Reverse KL Minimization Done Right
Author: Ziniu Li
Date: February 1, 2026
We clarify the gradient estimation problem for reverse KL divergence minimization, a core component of on-policy distillation (OPD), KL-regularized reinforcement learning from human feedback (RLHF), and reinforcement learning with verifiable rewards (RLVR). We derive four unbiased gradient estimators arising from two formulations (K1 and K3) and two sampling strategies (on-policy and off-policy). Our main theoretical result establishes that K1 and K3 yield identical expected gradients: under a REINFORCE-style interpretation, they differ only by a constant (\(+1\)) in the reward signal, with the K3-style estimator exhibiting lower variance.
Introduction
This paper studies gradient estimation for reverse Kullback-Leibler (KL) divergence minimization. This problem is central to three active research areas:
On-Policy Distillation (OPD): Compressing large language models into smaller ones while preserving output quality [gu2023minillm].
KL Regularization in RLHF: Modern RLHF pipelines [ouyang2022training] add a KL penalty \(\beta \cdot D_{\mathrm{KL}}(\pi \| \pi_{\mathrm{ref}})\) to prevent the policy from deviating too far from a reference model. Computing gradients of this term requires the same techniques.

# # # # # # #

## Problems to solve
a) How would you put this sentence from the reverse KL article into Spanish: "This paper studies gradient estimation for reverse Kullback-Leibler (KL) divergence minimization."
b) Can you carry the reverse KL article forward, starting right after its final sentence?
The entries aren't needed for anything here.

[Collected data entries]
# # # # # # #

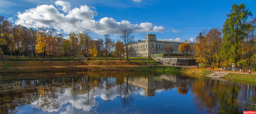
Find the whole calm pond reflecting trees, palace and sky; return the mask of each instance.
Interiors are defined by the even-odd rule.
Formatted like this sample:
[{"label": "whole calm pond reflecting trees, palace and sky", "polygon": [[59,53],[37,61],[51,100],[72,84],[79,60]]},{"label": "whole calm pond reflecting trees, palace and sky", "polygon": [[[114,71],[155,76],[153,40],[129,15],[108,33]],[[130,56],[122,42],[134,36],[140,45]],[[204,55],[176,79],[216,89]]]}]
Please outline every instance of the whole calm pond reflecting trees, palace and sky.
[{"label": "whole calm pond reflecting trees, palace and sky", "polygon": [[79,71],[0,74],[1,114],[242,114],[255,83],[183,73]]}]

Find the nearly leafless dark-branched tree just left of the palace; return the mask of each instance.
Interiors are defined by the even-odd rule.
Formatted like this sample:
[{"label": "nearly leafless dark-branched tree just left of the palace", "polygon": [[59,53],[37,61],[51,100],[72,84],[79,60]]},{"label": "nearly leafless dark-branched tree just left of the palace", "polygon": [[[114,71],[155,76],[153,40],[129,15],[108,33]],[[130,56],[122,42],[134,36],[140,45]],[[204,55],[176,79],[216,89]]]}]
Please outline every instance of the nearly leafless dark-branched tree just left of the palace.
[{"label": "nearly leafless dark-branched tree just left of the palace", "polygon": [[129,61],[128,57],[129,57],[130,52],[134,50],[134,47],[129,45],[129,43],[133,40],[134,40],[134,36],[131,34],[130,31],[122,30],[119,41],[122,41],[122,43],[124,44],[124,49],[125,49],[125,52],[126,52],[127,61]]}]

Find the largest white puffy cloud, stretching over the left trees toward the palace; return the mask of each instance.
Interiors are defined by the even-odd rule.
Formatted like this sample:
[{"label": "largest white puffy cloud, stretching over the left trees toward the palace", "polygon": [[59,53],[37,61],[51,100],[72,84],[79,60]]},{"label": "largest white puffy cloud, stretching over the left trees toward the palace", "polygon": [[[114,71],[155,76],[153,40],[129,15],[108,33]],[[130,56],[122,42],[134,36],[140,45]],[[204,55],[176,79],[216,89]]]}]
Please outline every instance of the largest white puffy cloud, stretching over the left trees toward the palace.
[{"label": "largest white puffy cloud, stretching over the left trees toward the palace", "polygon": [[[72,6],[66,1],[56,1],[54,5],[38,5],[25,12],[18,12],[16,24],[27,27],[53,27],[64,33],[82,32],[89,30],[97,34],[120,34],[122,29],[130,30],[133,33],[164,33],[163,26],[154,26],[152,23],[143,22],[140,24],[131,24],[129,21],[122,20],[117,22],[113,18],[105,17],[99,21],[94,20],[98,15],[94,7],[81,5],[79,8],[70,9]],[[66,14],[63,14],[59,10]]]}]

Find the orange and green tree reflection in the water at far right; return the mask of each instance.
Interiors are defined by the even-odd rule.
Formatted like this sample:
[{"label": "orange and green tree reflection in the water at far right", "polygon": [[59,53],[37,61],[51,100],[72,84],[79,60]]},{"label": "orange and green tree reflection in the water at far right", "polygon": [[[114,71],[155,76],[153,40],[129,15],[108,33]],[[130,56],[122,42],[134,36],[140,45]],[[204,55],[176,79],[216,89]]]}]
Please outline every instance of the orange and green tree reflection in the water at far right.
[{"label": "orange and green tree reflection in the water at far right", "polygon": [[[256,110],[256,88],[225,80],[195,80],[191,86],[194,102],[200,111],[208,113],[241,114],[244,110]],[[215,112],[213,112],[215,111]]]}]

# # # # # # #

## Activity answers
a) Este artículo estudia la estimación del gradiente para la minimización de la divergencia de Kullback-Leibler (KL) inversa.

b)
Reinforcement Learning with Verifiable Rewards (RLVR): Recent work on math reasoning [shao2024deepseekmath] and code generation uses KL regularization to stabilize training. Correct gradient estimation directly impacts training stability.
Organization
Section 2 reviews KL divergence estimators. Section 3 derives gradient estimators under two formulations. Section 4 provides PyTorch implementations.
Background: KL Divergence Estimators
Before deriving gradient estimators, we review how to estimate KL divergence itself. Schulman (2020) introduced a family of estimators for \(D_{\mathrm{KL}}(p \| q)\), named K1, K2, and K3, with different bias-variance tradeoffs.
Let \(r(x) = \frac{q(x)}{p(x)}\) denote the likelihood ratio. The three estimators are:
\[ \mathbb{E}_{x \sim p}\left[-\log r(x)\right] = \mathbb{E}_{x \sim p}\left[\log \frac{p(x)}{q(x)}\right] \]
\[ \mathbb{E}_{x \sim p}\left[\frac{1}{2}(\log r(x))^2\right] \]
\[ \mathbb{E}_{x \sim p}\left[r(x) - 1 - \log r(x)\right] = \mathbb{E}_{x \sim p}\left[\frac{p(x)}{q(x)} - 1 + \log \frac{p(x)}{q(x)}\right] \]
Properties
K1 is the standard definition and is unbiased. K2 is a second-order Taylor approximation, unbiased only when \(p = q\). K3 is also unbiased and has the key property that each sample contributes a non-negative value (since \(r - 1 - \log r \geq 0\) for all \(r > 0\)), which can reduce variance.
Naming Convention
Throughout this paper, we adopt the K1/K3 naming from Schulman (2020). “K1-style” refers to gradient estimators derived from the standard reverse KL formulation, while “K3-style” refers to those derived from the augmented formulation. Without loss of generalization, we focus on the OPD setting for study and identify \(p(x) = P_{\text{student}}(x)\) and \(q(x) = P_{\text{teacher}}(x)\).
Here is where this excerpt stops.